[Task to carry out]
Rewrite the listing with "ear strap" replaced by "ear loop" and nothing else altered. Omit the pictures from your copy.

(Recorded data)
==============================
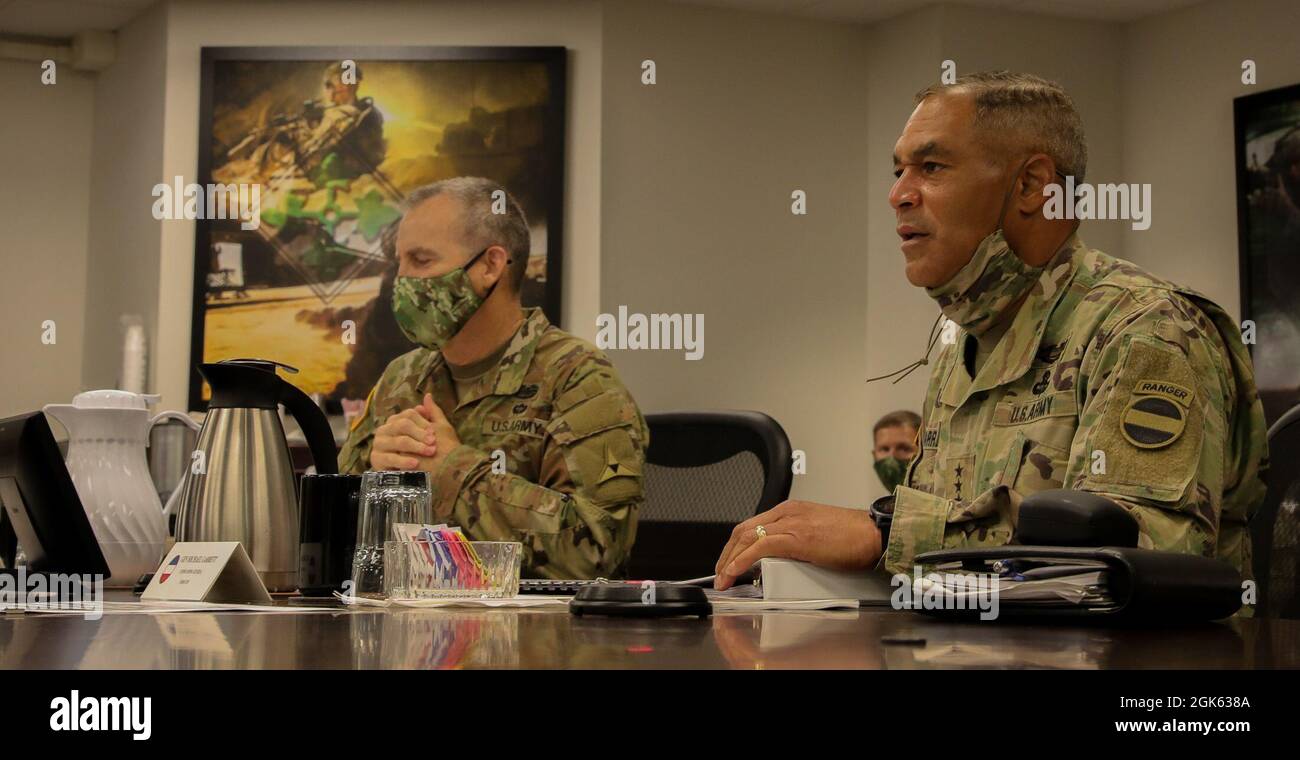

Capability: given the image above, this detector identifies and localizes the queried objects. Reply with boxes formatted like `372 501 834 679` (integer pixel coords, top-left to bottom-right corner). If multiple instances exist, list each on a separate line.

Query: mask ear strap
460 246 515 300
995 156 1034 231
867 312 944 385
==============================
[Completed task]
Capability: given the image above, this detector identifies and localizes the queried objects. Reply with boxes formatted like `372 501 834 679` (integer pixel coords, top-left to bottom-right corner). If multiple instances exist, list each on a separate line.

Query: mask ear loop
460 246 515 300
995 156 1034 231
867 312 944 385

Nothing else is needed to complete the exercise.